[Task requirements]
Search term "Segment": please show all lines in the listing that contain it.
^^^^^^^^^^^^^^^^
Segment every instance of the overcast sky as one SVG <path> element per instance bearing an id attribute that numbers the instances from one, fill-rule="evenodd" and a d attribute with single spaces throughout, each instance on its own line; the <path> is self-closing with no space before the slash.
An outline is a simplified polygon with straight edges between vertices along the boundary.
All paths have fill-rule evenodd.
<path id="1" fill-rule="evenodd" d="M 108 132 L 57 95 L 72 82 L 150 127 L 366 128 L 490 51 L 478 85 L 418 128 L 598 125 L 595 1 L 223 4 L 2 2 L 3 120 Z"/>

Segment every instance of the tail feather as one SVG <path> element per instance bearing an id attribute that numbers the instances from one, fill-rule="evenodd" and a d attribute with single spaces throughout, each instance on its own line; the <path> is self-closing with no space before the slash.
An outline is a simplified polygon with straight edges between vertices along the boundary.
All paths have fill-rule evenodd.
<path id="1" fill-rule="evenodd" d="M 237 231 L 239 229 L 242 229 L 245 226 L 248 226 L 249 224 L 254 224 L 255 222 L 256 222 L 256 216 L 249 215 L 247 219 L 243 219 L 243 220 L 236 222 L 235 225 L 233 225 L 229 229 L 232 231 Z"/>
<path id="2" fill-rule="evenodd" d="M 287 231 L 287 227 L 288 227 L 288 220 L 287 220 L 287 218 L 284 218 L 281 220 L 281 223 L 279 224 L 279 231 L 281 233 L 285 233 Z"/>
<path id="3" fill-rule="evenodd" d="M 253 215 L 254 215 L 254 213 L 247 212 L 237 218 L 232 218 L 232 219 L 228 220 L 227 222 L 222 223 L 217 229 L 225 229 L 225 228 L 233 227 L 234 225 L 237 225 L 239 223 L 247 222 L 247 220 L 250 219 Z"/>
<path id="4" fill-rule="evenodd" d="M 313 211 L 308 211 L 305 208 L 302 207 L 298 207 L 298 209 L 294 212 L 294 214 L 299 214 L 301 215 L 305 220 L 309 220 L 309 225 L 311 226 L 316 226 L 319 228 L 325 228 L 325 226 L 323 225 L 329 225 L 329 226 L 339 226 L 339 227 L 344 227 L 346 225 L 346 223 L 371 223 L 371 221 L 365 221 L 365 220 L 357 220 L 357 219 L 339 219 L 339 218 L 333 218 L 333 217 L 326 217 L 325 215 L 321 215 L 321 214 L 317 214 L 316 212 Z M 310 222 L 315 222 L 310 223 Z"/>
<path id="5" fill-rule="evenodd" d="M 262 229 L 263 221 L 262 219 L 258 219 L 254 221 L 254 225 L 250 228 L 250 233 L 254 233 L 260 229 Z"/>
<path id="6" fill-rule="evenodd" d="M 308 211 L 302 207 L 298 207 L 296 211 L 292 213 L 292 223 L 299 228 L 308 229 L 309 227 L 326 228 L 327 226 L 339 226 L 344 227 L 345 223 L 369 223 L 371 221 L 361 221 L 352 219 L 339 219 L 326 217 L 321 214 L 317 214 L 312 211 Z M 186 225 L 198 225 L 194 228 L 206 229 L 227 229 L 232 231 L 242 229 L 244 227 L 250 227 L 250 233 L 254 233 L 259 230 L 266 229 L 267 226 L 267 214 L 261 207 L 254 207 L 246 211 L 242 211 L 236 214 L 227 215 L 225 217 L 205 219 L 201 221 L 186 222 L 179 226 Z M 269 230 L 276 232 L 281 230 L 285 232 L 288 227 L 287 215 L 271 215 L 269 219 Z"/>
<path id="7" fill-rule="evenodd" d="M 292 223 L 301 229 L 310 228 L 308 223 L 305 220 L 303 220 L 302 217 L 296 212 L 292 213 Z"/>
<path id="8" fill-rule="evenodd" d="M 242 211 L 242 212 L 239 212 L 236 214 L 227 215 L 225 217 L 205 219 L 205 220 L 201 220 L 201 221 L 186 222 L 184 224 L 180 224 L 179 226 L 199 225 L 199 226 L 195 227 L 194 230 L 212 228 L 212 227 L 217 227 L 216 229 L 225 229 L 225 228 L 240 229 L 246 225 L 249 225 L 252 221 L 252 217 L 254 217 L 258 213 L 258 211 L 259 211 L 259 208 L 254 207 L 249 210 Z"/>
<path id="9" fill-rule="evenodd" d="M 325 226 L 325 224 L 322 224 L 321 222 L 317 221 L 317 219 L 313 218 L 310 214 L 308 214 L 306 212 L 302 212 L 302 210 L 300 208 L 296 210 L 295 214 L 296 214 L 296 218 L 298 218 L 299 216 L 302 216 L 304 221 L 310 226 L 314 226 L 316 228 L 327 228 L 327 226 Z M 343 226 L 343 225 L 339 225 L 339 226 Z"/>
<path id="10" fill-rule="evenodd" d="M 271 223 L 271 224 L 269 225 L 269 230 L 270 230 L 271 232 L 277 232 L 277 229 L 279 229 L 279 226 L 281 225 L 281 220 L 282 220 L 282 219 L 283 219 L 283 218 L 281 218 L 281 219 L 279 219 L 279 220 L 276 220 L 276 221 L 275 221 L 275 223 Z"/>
^^^^^^^^^^^^^^^^
[Written response]
Segment every instance of the overcast sky as one SVG <path> element per instance bearing an id attribute that numbers the instances from one, fill-rule="evenodd" and a d attribute with single spaces throughout, each instance on its own line; the <path> is self-closing with no space before the slash.
Segment every instance of the tail feather as one SVG <path> element per instance bearing an id attribute that numbers the instances from one, fill-rule="evenodd" and a d attribute with single spaces throughout, each instance on its own line; the <path> is self-closing with no space before the slash.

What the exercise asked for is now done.